- **Passage to read**:
<<<<
10 May 2006

Dragonfly migration, part 1

The British newspaper The Telegraph reports on a study published in Biology Letters, where migrating dragonflies were tracked in fall migration along the U.S. Atlantic coast using small transmitters and airplanes. Turns out odonata use similar cues and strategies as birds during migration. One green darner, nicknamed Dave, traveled 100 miles in a single day (Dave's route shown in this map from the Telegraph article. The paper abstract is below. VERY COOL!
>>>>
- **Assignment 1**: Summarize the dragonfly migration post in two sentences.
- **Assignment 2**: Write what comes next in the dragonfly migration post, starting after its final sentence.
The records aren't needed for anything here.

- **Data provided**:
<<<<
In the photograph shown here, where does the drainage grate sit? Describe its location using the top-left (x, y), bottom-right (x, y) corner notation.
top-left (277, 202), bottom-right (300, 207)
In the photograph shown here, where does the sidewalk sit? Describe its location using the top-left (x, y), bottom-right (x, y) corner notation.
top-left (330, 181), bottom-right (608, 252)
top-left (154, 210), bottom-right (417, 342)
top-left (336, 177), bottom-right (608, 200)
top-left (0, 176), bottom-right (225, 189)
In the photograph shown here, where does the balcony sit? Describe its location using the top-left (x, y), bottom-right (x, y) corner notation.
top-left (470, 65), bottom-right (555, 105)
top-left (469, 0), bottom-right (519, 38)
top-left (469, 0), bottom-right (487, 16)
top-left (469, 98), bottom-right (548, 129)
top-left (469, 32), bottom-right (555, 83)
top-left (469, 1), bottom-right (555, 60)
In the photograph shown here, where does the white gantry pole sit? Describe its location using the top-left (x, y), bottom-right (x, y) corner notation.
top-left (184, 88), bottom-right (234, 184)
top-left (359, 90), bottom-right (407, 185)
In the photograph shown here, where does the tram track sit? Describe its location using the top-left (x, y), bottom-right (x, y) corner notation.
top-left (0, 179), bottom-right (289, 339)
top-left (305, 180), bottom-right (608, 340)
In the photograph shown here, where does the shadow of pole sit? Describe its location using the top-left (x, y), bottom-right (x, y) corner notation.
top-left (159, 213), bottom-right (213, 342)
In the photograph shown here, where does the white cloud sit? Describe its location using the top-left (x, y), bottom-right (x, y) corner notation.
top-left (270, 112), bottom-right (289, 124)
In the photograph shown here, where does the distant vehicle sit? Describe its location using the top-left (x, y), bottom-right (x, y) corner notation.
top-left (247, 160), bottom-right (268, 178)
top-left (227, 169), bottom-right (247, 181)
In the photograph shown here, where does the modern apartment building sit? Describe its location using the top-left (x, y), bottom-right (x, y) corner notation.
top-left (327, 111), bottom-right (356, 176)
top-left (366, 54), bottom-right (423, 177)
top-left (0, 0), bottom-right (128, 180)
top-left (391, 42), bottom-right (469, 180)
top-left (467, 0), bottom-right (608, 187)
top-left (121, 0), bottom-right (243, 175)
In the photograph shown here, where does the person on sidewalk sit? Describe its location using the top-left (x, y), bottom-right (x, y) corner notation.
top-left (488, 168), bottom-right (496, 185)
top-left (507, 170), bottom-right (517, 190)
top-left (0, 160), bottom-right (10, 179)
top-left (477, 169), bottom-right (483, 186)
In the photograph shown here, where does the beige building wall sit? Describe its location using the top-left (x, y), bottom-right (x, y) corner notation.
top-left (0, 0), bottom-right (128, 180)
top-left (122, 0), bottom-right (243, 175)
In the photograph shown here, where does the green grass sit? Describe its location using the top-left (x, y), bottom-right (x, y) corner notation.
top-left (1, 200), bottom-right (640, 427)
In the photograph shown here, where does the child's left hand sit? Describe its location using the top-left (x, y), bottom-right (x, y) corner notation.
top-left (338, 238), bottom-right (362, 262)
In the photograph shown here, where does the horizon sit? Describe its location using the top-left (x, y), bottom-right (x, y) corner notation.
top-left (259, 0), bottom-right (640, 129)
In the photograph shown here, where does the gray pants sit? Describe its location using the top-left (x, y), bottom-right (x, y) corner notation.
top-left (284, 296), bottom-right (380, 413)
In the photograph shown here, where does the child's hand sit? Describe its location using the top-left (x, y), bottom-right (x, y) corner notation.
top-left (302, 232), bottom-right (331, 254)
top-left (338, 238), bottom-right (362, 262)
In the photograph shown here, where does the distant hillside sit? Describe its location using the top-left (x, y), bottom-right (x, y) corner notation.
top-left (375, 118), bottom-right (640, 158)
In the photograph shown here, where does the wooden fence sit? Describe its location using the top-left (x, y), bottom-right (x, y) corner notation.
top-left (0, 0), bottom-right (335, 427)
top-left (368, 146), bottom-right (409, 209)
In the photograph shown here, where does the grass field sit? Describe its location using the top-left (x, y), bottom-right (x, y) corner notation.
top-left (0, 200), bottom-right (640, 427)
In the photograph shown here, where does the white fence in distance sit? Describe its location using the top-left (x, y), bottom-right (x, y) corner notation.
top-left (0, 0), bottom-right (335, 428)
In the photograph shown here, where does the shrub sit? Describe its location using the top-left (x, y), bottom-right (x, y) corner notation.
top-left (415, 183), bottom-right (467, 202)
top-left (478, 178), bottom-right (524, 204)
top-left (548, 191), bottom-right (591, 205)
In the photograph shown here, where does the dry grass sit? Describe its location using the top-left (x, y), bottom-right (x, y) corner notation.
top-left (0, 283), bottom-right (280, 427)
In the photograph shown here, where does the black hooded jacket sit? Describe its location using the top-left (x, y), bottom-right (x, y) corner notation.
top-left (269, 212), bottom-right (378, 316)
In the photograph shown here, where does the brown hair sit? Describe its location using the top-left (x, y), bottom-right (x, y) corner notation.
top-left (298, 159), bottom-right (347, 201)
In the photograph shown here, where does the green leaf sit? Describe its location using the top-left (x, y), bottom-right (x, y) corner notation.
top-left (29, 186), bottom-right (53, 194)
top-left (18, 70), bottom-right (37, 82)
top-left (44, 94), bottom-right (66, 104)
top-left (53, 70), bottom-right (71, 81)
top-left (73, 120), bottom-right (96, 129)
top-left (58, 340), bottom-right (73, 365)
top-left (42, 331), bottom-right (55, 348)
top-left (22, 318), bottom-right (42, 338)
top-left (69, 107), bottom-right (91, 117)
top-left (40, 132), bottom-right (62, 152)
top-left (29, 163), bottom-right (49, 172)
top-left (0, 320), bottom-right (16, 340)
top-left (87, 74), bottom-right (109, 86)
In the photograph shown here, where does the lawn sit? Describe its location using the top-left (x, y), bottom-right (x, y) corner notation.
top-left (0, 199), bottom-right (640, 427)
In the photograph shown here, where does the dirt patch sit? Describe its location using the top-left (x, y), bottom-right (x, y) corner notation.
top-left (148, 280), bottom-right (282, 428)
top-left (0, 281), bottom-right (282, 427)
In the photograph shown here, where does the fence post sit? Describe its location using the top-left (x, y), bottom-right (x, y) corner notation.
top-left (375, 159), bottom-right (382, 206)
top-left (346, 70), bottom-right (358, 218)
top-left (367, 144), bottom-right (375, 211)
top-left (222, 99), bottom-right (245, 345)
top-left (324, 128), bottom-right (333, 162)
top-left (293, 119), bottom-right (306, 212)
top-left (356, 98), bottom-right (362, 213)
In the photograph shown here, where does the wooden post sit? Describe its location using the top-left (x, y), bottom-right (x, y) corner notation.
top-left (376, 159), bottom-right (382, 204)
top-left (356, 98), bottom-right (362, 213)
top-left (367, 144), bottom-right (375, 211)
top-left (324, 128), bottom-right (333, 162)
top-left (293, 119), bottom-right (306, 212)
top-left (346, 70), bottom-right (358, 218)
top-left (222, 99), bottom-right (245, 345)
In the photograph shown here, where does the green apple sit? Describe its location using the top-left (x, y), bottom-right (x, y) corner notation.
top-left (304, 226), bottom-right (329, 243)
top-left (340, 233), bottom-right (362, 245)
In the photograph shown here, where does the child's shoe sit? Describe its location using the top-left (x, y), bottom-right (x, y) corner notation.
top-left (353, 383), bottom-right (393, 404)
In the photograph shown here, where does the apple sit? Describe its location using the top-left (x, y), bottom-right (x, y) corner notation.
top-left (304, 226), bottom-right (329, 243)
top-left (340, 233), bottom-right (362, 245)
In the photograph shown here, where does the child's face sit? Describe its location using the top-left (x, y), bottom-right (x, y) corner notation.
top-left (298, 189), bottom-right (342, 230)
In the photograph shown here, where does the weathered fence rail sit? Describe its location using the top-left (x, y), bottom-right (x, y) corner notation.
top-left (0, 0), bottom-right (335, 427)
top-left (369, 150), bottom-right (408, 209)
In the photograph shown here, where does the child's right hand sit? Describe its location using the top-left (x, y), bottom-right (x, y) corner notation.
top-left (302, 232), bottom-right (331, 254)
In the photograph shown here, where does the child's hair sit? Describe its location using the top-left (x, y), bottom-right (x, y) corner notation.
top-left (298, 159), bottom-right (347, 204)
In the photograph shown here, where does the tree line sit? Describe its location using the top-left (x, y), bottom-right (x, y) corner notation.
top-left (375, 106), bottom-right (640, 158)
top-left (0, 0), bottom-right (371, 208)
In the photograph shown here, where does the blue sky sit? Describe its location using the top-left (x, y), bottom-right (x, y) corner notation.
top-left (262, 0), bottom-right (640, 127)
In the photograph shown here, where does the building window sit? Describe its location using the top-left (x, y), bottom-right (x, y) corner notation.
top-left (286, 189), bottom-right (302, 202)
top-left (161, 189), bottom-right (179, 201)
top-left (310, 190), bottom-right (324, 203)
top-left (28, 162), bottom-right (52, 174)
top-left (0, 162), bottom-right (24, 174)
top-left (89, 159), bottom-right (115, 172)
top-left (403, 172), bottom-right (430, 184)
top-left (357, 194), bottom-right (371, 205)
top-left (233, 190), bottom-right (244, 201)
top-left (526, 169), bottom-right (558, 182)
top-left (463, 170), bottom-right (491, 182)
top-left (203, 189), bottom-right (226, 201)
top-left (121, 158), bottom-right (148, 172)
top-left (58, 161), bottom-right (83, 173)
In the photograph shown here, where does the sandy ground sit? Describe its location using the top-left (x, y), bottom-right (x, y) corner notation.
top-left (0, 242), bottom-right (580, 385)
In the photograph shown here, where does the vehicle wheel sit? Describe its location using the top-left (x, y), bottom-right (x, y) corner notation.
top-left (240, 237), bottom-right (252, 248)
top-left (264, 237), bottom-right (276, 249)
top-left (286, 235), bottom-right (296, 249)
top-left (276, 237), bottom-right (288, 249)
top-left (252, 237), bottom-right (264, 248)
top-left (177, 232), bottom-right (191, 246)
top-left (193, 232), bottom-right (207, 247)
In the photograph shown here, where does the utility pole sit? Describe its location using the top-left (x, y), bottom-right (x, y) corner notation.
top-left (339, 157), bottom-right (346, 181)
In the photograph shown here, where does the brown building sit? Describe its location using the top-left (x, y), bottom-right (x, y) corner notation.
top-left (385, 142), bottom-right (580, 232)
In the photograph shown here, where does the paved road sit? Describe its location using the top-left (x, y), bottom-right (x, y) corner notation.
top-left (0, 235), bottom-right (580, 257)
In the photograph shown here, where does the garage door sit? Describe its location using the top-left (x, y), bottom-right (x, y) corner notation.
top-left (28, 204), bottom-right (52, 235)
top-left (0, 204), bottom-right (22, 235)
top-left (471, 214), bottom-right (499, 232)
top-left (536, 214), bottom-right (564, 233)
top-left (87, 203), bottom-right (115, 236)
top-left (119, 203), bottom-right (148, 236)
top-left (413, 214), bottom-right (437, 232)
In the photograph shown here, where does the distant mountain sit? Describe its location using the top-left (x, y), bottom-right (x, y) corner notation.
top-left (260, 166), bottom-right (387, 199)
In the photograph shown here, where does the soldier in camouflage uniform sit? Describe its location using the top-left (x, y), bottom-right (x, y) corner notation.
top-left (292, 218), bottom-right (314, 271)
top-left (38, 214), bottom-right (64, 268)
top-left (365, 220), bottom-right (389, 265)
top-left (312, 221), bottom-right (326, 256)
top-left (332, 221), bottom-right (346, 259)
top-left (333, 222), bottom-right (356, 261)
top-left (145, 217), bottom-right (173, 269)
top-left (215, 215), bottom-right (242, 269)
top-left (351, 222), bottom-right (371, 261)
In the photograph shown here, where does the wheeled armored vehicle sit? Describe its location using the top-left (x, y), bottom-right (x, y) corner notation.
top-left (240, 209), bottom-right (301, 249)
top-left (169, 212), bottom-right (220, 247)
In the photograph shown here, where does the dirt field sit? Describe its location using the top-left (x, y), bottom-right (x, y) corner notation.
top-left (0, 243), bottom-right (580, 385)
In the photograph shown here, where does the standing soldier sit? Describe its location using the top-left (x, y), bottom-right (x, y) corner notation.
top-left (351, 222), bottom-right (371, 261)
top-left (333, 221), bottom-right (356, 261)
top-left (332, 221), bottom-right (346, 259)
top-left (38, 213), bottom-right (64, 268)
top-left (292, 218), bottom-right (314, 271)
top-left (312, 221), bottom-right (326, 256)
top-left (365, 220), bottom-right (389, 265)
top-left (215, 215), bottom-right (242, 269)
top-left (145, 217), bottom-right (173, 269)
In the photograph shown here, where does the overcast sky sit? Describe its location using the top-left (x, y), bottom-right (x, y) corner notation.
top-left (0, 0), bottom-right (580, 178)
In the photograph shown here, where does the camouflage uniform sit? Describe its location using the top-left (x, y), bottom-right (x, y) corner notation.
>>>>
- **Reply 1**: The Telegraph reported on a study in Biology Letters that used small transmitters and airplanes to track dragonflies during fall migration along the U.S. Atlantic coast. The study found that odonata use cues and strategies similar to those of birds, and one green darner nicknamed Dave traveled 100 miles in a single day.

- **Reply 2**:
Every year billions of butterflies, dragonflies, moths and other insects migrate across continents, and considerable progress has been made in understanding population-level migratory phenomena. However, little is known about destinations and strategies of individual insects. We attached miniaturized radio transmitters (ca 300mg) to the thoraxes of 14 individual dragonflies (common green darners, Anax junius) and followed them during their autumn migration for up to 12 days, using receiver-equipped Cessna airplanes and ground teams. Green darners exhibited distinct stopover and migration days. On average, they migrated every 2.9±0.3 days, and their average net advance was 58*±11km in 6.1±0.9 days (11.9±2.8kmd−1) in a generally southward direction (186±52°). They migrated exclusively during the daytime, when wind speeds were less than 25kmh−1, regardless of wind direction, but only after two nights of successively lower temperatures (decrease of 2.1±0.6°C in minimum temperature). The migratory patterns and apparent decision rules of green darners are strikingly similar to those proposed for songbirds, and may represent a general migration strategy for long-distance migration of organisms with high self-propelled flight speeds.
*58 km = 36 miles.

Wikelski, M., D. Moskowitz, J. S. Adelman, J. Cochran, D. S. Wilcove, M. L. May. 2006. Simple rules guide dragonfly migration. Biology Letters (early online).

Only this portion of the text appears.